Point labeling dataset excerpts

----------------

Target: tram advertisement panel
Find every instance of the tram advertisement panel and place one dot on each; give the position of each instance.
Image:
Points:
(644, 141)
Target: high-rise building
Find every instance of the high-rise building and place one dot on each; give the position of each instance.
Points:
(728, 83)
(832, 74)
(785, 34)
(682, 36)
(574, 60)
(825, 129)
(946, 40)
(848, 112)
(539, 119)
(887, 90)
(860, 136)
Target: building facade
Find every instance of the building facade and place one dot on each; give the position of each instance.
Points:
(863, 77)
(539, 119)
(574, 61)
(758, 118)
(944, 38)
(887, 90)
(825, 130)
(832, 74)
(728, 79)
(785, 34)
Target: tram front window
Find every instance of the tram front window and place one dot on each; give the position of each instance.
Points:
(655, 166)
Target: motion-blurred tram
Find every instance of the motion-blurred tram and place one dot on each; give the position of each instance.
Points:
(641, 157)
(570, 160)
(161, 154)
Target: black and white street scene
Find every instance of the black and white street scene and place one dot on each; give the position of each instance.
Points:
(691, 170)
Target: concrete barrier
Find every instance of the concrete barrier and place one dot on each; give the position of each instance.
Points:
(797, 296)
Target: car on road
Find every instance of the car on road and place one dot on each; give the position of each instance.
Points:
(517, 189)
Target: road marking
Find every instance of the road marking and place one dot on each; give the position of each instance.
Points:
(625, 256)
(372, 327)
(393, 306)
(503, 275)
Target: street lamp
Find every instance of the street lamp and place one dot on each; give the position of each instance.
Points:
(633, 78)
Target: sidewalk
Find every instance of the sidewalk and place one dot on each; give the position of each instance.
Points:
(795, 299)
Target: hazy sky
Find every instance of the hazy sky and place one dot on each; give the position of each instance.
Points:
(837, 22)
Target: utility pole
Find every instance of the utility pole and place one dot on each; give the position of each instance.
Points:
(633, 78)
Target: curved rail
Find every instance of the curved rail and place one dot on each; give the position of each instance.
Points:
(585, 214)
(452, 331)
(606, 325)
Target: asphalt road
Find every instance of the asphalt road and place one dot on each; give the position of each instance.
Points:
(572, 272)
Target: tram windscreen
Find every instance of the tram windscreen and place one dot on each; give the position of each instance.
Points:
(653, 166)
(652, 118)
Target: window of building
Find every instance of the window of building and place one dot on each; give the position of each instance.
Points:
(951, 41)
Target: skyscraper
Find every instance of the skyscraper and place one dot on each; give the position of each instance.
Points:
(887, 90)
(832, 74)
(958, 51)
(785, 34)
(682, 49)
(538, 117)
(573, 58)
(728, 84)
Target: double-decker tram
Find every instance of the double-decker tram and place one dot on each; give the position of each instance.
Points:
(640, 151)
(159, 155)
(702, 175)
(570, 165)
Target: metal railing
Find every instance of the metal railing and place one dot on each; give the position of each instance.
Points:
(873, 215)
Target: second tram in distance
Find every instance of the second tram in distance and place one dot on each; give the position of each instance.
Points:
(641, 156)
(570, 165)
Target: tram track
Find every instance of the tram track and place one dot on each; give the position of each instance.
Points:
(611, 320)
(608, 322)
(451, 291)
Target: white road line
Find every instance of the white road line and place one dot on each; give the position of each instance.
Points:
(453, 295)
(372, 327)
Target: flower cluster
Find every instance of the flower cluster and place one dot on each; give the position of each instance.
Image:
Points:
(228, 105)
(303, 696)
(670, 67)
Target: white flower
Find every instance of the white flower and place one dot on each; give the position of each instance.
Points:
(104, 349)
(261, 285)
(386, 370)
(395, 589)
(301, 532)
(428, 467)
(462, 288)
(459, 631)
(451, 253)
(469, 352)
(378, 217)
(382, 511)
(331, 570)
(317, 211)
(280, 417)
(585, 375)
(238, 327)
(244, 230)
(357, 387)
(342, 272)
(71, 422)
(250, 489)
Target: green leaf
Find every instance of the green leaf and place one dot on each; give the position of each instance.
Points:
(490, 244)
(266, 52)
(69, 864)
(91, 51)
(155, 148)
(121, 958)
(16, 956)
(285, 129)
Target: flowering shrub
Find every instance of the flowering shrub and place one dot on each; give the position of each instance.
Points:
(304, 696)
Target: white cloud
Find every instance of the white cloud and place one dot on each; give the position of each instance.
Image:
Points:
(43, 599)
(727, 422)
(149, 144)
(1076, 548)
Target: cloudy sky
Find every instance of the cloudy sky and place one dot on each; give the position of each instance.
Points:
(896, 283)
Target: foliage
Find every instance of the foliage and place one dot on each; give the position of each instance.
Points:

----------------

Repeat each entry word for word.

Target: tram advertisement panel
Find every instance of the tram advertisement panel and place one dot on each; give the position of each instance.
Image:
Points:
(644, 141)
Target: high-rise building
Find every instance of the high-rise building and place one dot on each; give the position of each instance.
Points:
(728, 83)
(832, 74)
(785, 34)
(682, 36)
(574, 60)
(825, 129)
(946, 40)
(848, 112)
(539, 119)
(887, 90)
(860, 136)
Target: building facade
Find every instance of the building facade and place one dot on each; give the position of each instance.
Points:
(863, 77)
(539, 119)
(574, 61)
(758, 118)
(944, 38)
(887, 90)
(825, 130)
(832, 74)
(728, 79)
(785, 34)
Target: tram front window
Find every instance of the tram front window and place one dot on each; give the position of each instance.
Points:
(655, 166)
Target: motion-blurred tram
Find every instance of the motion-blurred tram and place one dot on each; give the position of each instance.
Points:
(641, 157)
(570, 160)
(161, 154)
Target: black and white street scene
Find every instance of the black and white street scene and place one dot on each; give the position of each instance.
Points:
(691, 170)
Target: concrete barrier
Find every instance of the concrete barrier and place one dot on each; give the position of each instance.
Points:
(797, 296)
Target: car on road
Find every instance of the car on road and place one dot on each; give the position of each instance.
Points:
(517, 189)
Target: road marking
Find every instance of the road marking and place one dot on each; give the position of each instance.
Points:
(625, 256)
(372, 327)
(393, 306)
(503, 275)
Target: street lamp
Find every instance of the street lamp and place one dot on each; give the position of each instance.
Points:
(633, 78)
Target: sidewalk
Find every instance of the sidewalk and place one dot on each; give the position of each instance.
Points:
(795, 299)
Target: hazy sky
Find every instance of the hazy sky and place one dot on each; give the position of each instance.
Points:
(837, 22)
Target: utility pole
Find every instance of the utility pole and place one dot on each; give the position of each instance.
Points:
(633, 78)
Target: curved rail
Find every instance of the curved rail and place one dot on each; give the position of each instance.
Points:
(585, 214)
(452, 331)
(606, 325)
Target: asphalt road
Find every instance of the asphalt road and place one dot on each; give the position of each instance.
Points:
(572, 272)
Target: tram windscreen
Find every instance of the tram windscreen and place one dot on each; give the position of each instance.
Points:
(653, 166)
(652, 118)
Target: window of building
Find every instance of the window of building and place one dot on each; give the position of each instance.
Points:
(951, 41)
Target: skyscraper
Find every instance of the skyscraper and place one dot on each; give the position of each instance.
Points:
(887, 90)
(832, 74)
(958, 51)
(785, 34)
(682, 49)
(538, 117)
(573, 58)
(728, 84)
Target: double-decker tram
Find every instance of the double-decker tram and place one dot on each; give the position of each instance.
Points:
(640, 151)
(159, 155)
(702, 175)
(570, 165)
Target: metal railing
Find every instance of the metal railing and place one dot on each; give the position of each instance.
Points:
(873, 215)
Target: second tram in distance
Find every instance of the second tram in distance and place one dot on each; give the position of each instance.
Points:
(641, 156)
(570, 165)
Target: tram track
Find every instance of the tram track and place one dot on each; give the position of each instance.
Points:
(611, 320)
(608, 322)
(451, 291)
Target: white road line
Find every instance of the white road line and place one dot on each; give the position of each instance.
Points:
(453, 295)
(372, 327)
Target: flower cluster
Find every instance of the flower cluster and place one dot on each; give the position of each instance.
Image:
Points:
(228, 105)
(303, 696)
(670, 67)
Target: white flower
Find every instance of the white flower and place one dot on each; give the position of each instance.
Points:
(104, 349)
(261, 285)
(386, 370)
(395, 589)
(301, 532)
(428, 467)
(462, 288)
(459, 631)
(451, 253)
(469, 352)
(378, 217)
(382, 511)
(331, 570)
(317, 211)
(280, 417)
(585, 375)
(238, 327)
(244, 230)
(357, 387)
(342, 272)
(71, 422)
(250, 489)
Target: green leaf
Find every instance of the green leaf and place one dot on each; give the position of each instance.
Points:
(490, 244)
(266, 52)
(69, 864)
(91, 51)
(155, 148)
(121, 958)
(16, 956)
(285, 129)
Target: flowering shrub
Find every instance of the flowering shrub and place one dot on each; give the position of each instance.
Points:
(304, 696)
Target: white cloud
Find every instance of the white cloud and place one dot on each; give the position of each instance.
Image:
Points:
(43, 599)
(727, 422)
(149, 144)
(1076, 548)
Target: cloudy sky
Find every instance of the cloudy sky and place one dot on each; give the position of each instance.
Points:
(896, 283)
Target: foliage
Find every instance of the foliage and place one dot on each; give the position of each instance.
Points:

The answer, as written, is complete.